• **PROBLEM DESCRIPTION**
The records are to be repeated in full. Every line must match.

──────

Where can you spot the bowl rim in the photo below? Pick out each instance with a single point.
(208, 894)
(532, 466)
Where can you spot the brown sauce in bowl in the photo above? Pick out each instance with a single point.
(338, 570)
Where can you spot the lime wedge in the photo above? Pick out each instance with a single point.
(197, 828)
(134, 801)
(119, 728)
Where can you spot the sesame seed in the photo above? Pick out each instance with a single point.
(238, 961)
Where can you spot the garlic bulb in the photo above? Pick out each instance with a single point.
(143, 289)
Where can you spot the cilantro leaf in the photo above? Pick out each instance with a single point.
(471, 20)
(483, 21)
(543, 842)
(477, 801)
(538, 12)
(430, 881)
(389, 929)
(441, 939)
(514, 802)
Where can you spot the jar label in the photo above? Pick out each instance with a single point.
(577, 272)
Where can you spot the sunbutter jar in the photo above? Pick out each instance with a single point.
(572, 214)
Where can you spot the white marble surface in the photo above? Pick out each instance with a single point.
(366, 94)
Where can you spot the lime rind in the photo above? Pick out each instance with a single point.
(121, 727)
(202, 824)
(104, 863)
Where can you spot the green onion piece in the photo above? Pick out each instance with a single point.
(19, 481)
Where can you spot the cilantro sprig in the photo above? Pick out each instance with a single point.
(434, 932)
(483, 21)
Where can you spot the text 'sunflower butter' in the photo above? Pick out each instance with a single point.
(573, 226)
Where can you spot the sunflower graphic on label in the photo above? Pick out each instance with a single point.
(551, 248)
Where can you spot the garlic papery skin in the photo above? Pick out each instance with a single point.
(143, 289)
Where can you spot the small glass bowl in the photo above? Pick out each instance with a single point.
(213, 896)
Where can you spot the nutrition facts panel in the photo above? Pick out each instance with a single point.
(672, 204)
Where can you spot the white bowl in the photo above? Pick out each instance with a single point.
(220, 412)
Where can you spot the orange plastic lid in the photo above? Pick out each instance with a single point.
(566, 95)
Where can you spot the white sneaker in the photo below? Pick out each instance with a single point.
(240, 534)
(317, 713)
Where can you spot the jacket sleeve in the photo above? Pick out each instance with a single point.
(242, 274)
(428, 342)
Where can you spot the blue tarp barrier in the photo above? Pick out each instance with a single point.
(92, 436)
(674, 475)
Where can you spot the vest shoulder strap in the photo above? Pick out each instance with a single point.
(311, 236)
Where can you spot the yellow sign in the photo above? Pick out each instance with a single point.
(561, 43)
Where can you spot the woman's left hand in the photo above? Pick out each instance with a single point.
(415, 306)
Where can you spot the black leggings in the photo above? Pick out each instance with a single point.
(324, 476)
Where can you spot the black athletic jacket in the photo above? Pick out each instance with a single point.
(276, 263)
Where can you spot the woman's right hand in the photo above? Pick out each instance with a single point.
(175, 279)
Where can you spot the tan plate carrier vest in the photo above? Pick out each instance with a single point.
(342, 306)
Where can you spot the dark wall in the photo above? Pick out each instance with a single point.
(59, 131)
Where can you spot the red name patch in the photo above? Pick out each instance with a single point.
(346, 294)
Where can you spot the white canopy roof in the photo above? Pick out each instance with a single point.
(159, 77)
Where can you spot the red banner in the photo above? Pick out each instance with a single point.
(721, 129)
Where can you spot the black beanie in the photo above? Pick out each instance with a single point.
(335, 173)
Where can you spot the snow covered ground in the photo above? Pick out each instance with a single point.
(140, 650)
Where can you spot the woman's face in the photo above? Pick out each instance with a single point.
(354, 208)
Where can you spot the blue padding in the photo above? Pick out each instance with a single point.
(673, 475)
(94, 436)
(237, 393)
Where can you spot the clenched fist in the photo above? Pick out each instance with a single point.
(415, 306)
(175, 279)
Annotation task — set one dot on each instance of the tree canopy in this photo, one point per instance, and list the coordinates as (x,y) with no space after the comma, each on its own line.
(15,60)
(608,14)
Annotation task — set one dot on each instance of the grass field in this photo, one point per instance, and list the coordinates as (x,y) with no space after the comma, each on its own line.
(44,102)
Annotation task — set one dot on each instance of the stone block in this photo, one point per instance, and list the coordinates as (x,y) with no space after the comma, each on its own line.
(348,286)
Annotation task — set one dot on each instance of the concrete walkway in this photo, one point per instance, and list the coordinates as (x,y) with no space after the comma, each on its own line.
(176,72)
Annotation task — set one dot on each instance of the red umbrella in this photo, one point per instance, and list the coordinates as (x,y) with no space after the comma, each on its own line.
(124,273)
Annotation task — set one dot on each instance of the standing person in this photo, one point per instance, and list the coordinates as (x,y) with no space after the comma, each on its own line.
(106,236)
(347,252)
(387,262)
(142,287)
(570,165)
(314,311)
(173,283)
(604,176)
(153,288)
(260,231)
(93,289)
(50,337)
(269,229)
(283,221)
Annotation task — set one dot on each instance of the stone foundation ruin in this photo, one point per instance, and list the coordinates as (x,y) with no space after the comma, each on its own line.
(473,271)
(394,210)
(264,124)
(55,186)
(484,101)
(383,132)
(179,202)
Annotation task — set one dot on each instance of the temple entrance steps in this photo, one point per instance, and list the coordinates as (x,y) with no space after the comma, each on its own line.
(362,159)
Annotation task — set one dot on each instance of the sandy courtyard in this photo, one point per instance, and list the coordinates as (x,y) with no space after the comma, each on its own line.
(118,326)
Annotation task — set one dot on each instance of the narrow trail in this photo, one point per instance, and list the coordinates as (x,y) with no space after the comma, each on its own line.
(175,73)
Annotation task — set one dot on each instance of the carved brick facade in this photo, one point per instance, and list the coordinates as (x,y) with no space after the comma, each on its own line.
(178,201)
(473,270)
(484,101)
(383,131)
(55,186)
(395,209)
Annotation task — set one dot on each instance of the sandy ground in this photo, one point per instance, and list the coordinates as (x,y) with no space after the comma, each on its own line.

──────

• **SOLUTION TO THE EXERCISE**
Where can you spot the bowl rim in the photo below? Pick out each instance with a single point.
(208, 894)
(532, 466)
Where can you spot the brown sauce in bowl in the photo above? Pick out each instance with a single point.
(338, 570)
Where can you spot the lime wedge in the photo above? Pick out each instance with a single point.
(197, 828)
(134, 801)
(119, 728)
Where can you spot the sesame seed in the photo above? Pick out each instance with a single point.
(238, 961)
Where can you spot the garlic bulb in the photo above? Pick out each instance with a single point.
(143, 289)
Where can you spot the cilantro leaf in the photo above? Pick out each instance with a single point.
(471, 20)
(483, 21)
(543, 842)
(477, 801)
(538, 12)
(430, 881)
(389, 929)
(441, 939)
(514, 802)
Where can you spot the jar label in the photo above? Pick out each instance with a single point.
(577, 272)
Where can you spot the sunbutter jar in the photo above? Pick out each instance with a single point.
(572, 214)
Where can you spot the white marble surface in the photo above? Pick out each instance with a single point.
(366, 94)
Where can you spot the lime rind in the photo above? Pick out each instance with a single point.
(121, 727)
(202, 824)
(104, 863)
Where can you spot the green onion piece in the photo above? Pick out each instance with a single point.
(19, 481)
Where can you spot the cilantro sprig in the photo above? Pick out each instance with a single point.
(434, 932)
(483, 21)
Where can you spot the text 'sunflower butter' in the photo above? Pick out each instance with a single point.
(573, 226)
Where can you spot the sunflower graphic on label in the photo above? Pick out each instance with a single point.
(551, 248)
Where can you spot the garlic papery skin in the photo above? Pick out each instance with a single point.
(143, 289)
Where can you spot the small glass bowl in the photo above? Pick out each instance with a single point.
(213, 896)
Where can you spot the nutrition facts panel in the photo above? Pick out each instance with a single point.
(672, 204)
Where can you spot the white bowl in the photo above? Pick out each instance with a single point.
(220, 412)
Where can you spot the orange plastic lid in the photo above? Pick out each instance with a single point.
(566, 95)
Where can you spot the white sneaker in the photo below? Pick out each instance with a single point.
(240, 534)
(317, 713)
Where can you spot the jacket sleeve in the photo above? Pick out each instance with a single point.
(242, 274)
(428, 342)
Where can you spot the blue tarp barrier in the photo above? Pick out each instance with a single point.
(92, 436)
(674, 475)
Where can you spot the vest shoulder strap in the photo above? Pick out each instance with a single point.
(311, 236)
Where can you spot the yellow sign in the photo above? Pick out each instance with a single point.
(561, 43)
Where can you spot the woman's left hand in the photo above? Pick out each instance with a single point.
(415, 306)
Where can you spot the black leggings in the photo above? Pick out each instance with a single point.
(324, 476)
Where can you spot the black athletic jacket in the photo above? Pick out each instance with a single point.
(276, 263)
Where can you spot the woman's right hand in the photo above? Pick out each instance with a single point.
(175, 279)
Where can you spot the tan plate carrier vest in the photo above? Pick out each instance with a single point.
(342, 306)
Where can you spot the dark wall in the photo above? Pick out each instance with a single point.
(59, 131)
Where can you spot the red name patch in the photo above? Pick out each instance with a single point.
(346, 294)
Where can you spot the white canopy roof in the photo above? Pick out each instance with a single point.
(159, 77)
Where can you spot the red banner in the photo above? Pick out each instance with a single point.
(721, 129)
Where can you spot the black beanie in the photo above? Pick out each instance with a single point.
(335, 173)
Where can you spot the snow covered ground in the photo above? Pick out each instance with a single point.
(140, 650)
Where can you spot the woman's face in the photo above? Pick out each instance with a single point.
(354, 208)
Where can you spot the blue padding in the photo above? Pick out each instance with a single point.
(673, 475)
(94, 436)
(237, 393)
Where can you spot the clenched fist in the photo above? Pick out each instance with a single point.
(415, 306)
(175, 279)
Annotation task — set one dot on each instance of the tree canopy in this photo, one point per instance, and list the coordinates as (x,y) with no space after the comma, each on its own line.
(15,60)
(608,14)
Annotation task — set one dot on each instance of the grass field in this photo, one point per instance, and list the coordinates as (x,y) with no space after the comma, each on its own line.
(44,102)
Annotation task — set one dot on each instance of the stone block in this photo, one point per instance, and list the coordinates as (x,y) with no space after the comma, each on its own line.
(348,286)
Annotation task — set one dot on each instance of the concrete walkway in this photo, one point per instance, and list the coordinates as (x,y) with no space after the comma, each on its own line.
(176,72)
Annotation task — set one dot on each instance of the red umbrella in this photo, one point per instance, and list the coordinates as (x,y) with no space after the comma, each on its own line.
(124,273)
Annotation task — set one dot on each instance of the standing person in this photo, one point per instance, and list the coordinates as (x,y) with no space after the comma, each on its own line.
(106,236)
(347,252)
(387,262)
(142,287)
(570,165)
(314,311)
(173,283)
(604,176)
(153,288)
(260,231)
(93,289)
(50,337)
(269,229)
(283,221)
Annotation task — set one dot on each instance of the stone foundation ruin in this photo, one point per instance, and list the coordinates as (x,y) with no space after the comma, each on its own line.
(473,271)
(394,210)
(264,124)
(55,186)
(484,101)
(383,132)
(179,202)
Annotation task — set one dot on each instance of the temple entrance steps in this photo, one point per instance, and list the coordinates as (x,y) with no space after the comma, each on its own line.
(362,159)
Annotation task — set one dot on each instance of the sandy courtyard in this photo, one point per instance, and list the coordinates as (x,y) with no space after the comma, each on its own line.
(118,326)
Annotation task — set one dot on each instance of the narrow trail in this photo, one point per instance, and list the coordinates as (x,y) with no space after the comma, each on its own line.
(175,73)
Annotation task — set one dot on each instance of the carved brick facade in this photo, one point per instance, and list the coordinates as (x,y) with no space after the comma, each on its own line.
(178,201)
(473,270)
(484,101)
(383,131)
(55,186)
(395,209)
Annotation task — set one dot on each instance of the sandy ground in this photo, one point per instance, and list the coordinates as (x,y) with no space after the comma, each on its own line.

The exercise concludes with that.